PROBLEM STATEMENT.
Swap "blue round sign" for "red round sign" in the stretch of records from the line containing "task: segment the frog eardrum" through the line containing "116L111 114L106 114L105", leaving everything else unchanged. Return only that stretch.
START SUPPLIED ENTRIES
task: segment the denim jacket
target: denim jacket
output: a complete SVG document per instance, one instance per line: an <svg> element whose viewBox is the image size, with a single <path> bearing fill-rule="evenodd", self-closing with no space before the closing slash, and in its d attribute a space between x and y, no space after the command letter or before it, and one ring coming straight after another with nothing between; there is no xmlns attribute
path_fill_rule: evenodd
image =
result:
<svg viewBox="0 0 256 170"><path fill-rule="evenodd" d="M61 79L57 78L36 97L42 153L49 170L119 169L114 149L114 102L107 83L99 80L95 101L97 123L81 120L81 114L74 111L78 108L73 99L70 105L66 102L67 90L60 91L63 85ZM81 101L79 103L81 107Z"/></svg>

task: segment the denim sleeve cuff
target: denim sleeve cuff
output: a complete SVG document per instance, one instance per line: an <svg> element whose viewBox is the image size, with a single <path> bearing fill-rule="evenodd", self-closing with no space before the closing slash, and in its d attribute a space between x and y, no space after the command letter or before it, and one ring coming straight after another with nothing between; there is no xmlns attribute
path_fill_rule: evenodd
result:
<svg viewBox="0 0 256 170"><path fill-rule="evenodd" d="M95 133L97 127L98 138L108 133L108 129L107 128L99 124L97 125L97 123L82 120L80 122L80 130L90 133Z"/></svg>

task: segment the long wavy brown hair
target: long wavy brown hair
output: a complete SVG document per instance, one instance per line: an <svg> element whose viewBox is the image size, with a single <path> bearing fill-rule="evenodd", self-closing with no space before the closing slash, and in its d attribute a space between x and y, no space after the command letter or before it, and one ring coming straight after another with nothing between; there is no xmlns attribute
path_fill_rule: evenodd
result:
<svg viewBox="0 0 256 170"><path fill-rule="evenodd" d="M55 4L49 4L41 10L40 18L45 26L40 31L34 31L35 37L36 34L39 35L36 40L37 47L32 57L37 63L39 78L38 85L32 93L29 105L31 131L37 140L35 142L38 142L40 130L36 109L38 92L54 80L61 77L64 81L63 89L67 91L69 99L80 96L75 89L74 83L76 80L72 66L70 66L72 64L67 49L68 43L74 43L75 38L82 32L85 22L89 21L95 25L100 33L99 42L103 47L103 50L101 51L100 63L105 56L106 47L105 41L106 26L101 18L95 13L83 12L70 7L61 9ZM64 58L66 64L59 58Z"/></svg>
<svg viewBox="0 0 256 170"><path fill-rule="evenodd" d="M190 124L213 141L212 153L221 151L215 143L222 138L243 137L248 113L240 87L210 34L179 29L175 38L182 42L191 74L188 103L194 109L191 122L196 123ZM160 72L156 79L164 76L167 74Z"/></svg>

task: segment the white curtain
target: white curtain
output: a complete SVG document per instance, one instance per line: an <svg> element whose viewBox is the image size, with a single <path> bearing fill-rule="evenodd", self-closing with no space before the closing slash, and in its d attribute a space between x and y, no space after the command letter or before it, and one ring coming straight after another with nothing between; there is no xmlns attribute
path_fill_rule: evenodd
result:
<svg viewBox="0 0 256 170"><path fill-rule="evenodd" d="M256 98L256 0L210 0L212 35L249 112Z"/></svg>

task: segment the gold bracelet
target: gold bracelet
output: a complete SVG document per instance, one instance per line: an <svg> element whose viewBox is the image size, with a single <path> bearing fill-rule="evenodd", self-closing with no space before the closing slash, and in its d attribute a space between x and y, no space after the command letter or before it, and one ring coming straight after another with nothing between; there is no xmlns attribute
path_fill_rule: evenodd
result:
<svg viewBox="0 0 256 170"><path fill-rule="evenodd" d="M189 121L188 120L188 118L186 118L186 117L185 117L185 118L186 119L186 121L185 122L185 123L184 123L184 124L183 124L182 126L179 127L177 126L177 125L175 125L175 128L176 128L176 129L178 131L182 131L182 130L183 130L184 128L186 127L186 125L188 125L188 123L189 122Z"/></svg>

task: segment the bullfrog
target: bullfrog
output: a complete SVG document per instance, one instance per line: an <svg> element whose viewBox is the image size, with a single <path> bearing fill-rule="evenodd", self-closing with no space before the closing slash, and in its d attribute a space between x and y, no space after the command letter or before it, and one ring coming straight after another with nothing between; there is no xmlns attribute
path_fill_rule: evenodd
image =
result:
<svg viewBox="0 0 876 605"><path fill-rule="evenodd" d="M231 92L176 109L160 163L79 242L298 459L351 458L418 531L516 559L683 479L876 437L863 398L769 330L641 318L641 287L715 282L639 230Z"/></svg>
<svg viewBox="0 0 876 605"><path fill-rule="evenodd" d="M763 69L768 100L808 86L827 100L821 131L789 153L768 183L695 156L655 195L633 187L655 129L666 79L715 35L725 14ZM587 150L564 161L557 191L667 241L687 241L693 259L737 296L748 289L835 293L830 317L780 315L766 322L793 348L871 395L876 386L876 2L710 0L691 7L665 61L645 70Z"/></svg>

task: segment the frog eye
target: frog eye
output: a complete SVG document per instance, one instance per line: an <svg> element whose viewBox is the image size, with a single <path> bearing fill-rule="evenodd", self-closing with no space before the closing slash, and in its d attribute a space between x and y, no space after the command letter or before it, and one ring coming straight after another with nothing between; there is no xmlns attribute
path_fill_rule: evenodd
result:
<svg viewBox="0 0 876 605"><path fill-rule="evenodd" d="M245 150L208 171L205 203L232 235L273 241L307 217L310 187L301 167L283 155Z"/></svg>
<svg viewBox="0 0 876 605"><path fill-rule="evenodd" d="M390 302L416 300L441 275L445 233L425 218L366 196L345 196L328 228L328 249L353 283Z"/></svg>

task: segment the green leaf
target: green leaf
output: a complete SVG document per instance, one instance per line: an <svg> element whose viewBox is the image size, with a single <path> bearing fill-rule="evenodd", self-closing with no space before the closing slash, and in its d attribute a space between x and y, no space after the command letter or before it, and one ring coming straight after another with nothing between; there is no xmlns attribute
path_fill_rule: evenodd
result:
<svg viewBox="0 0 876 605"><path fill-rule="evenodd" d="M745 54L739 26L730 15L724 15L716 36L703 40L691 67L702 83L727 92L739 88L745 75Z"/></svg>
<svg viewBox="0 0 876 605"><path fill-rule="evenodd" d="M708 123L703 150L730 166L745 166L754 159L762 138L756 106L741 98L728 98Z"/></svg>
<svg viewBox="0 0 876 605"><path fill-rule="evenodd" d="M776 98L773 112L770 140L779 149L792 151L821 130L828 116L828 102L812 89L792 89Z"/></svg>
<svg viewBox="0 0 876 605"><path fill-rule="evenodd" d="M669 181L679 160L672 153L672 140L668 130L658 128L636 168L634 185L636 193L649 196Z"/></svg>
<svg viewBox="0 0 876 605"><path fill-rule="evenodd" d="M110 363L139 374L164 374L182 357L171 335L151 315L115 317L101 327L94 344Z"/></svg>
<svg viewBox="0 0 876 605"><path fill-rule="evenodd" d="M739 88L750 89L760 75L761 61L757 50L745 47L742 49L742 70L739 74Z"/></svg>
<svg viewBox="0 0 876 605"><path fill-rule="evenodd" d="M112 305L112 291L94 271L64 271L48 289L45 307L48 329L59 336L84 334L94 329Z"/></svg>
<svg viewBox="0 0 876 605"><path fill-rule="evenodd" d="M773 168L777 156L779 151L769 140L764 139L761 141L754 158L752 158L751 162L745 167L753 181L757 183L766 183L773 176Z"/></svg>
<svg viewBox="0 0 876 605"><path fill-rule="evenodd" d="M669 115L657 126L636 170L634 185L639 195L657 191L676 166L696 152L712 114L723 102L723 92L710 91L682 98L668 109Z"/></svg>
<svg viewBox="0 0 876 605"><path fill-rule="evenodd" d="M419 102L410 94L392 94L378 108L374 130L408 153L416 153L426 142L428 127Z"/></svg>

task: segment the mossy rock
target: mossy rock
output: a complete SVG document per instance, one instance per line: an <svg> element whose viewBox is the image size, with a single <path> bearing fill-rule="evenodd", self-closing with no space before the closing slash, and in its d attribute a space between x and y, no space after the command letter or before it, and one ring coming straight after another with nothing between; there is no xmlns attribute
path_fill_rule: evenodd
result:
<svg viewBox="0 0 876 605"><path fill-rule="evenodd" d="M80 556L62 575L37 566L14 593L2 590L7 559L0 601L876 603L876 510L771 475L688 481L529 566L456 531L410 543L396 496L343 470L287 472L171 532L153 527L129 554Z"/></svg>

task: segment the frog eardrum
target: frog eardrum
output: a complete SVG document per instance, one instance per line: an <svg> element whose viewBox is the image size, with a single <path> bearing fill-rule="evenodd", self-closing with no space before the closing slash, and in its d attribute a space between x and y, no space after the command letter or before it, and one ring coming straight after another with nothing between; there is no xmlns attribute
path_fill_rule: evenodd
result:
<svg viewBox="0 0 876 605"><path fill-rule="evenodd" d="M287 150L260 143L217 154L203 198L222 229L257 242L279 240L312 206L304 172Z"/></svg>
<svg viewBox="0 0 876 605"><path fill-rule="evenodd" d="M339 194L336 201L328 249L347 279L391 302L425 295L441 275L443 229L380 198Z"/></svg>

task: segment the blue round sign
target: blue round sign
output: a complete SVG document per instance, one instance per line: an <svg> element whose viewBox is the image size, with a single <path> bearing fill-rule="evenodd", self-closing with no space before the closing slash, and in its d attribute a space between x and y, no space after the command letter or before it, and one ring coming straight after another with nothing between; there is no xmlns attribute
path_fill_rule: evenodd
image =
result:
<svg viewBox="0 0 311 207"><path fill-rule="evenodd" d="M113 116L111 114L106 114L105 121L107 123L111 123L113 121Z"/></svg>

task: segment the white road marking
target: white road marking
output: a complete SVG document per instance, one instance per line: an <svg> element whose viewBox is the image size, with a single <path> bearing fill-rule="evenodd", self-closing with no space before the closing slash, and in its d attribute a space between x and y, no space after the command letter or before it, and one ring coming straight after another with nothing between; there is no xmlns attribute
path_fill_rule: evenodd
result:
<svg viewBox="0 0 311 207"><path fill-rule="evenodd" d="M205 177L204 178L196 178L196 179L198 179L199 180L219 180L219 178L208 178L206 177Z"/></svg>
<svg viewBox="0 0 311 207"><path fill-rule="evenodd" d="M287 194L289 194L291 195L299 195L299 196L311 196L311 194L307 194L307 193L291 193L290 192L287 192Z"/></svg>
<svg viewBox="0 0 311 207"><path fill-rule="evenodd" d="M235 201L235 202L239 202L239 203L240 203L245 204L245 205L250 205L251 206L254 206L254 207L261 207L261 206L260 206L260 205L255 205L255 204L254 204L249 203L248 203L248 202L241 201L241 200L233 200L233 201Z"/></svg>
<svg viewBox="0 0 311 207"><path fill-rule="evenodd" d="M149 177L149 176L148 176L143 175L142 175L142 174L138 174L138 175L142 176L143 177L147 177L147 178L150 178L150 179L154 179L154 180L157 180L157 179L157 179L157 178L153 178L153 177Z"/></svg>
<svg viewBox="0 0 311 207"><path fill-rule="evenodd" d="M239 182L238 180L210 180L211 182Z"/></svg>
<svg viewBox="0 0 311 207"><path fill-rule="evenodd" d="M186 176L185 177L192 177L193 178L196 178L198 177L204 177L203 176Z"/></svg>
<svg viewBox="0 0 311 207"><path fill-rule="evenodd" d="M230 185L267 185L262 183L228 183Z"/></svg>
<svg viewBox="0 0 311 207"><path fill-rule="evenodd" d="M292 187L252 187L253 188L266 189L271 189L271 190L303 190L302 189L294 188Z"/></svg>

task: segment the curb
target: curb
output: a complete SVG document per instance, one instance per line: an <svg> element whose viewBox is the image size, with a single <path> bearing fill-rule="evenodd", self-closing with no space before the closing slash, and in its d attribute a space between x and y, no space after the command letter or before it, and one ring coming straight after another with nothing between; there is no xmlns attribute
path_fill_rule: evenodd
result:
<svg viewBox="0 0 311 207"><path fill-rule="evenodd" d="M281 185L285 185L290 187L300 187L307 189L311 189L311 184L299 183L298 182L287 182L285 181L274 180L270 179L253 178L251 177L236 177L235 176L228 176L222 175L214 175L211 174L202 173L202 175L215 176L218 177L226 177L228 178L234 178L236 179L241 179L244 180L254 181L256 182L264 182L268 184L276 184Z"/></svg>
END SUPPLIED ENTRIES
RESPONSE FOR THIS EXERCISE.
task: segment the frog eardrum
target: frog eardrum
output: a complete SVG document per instance, one instance per line: an <svg> element whose viewBox is the image size, with a single <path> bearing fill-rule="evenodd", self-closing with no space before the closing slash, and in its d attribute a space between x and y, no space after the command letter or before it, and one ring coming straight after another with nothing between; there is no xmlns attribute
path_fill_rule: evenodd
result:
<svg viewBox="0 0 876 605"><path fill-rule="evenodd" d="M287 150L260 143L217 154L203 198L222 229L257 242L279 240L312 206L304 172Z"/></svg>
<svg viewBox="0 0 876 605"><path fill-rule="evenodd" d="M339 194L336 201L328 249L347 279L391 302L425 295L441 275L443 229L380 198Z"/></svg>

task: segment the red round sign
target: red round sign
output: a complete SVG document per instance, one instance per line: an <svg> element whose viewBox is the image size, with a single <path> bearing fill-rule="evenodd", self-closing with no space before the closing slash, and in its d attribute a space between x and y, no space after the command letter or before it, and one ring coming straight after another with nothing between; there is no xmlns attribute
path_fill_rule: evenodd
image =
result:
<svg viewBox="0 0 311 207"><path fill-rule="evenodd" d="M113 116L111 114L106 114L105 121L107 123L111 123L113 121Z"/></svg>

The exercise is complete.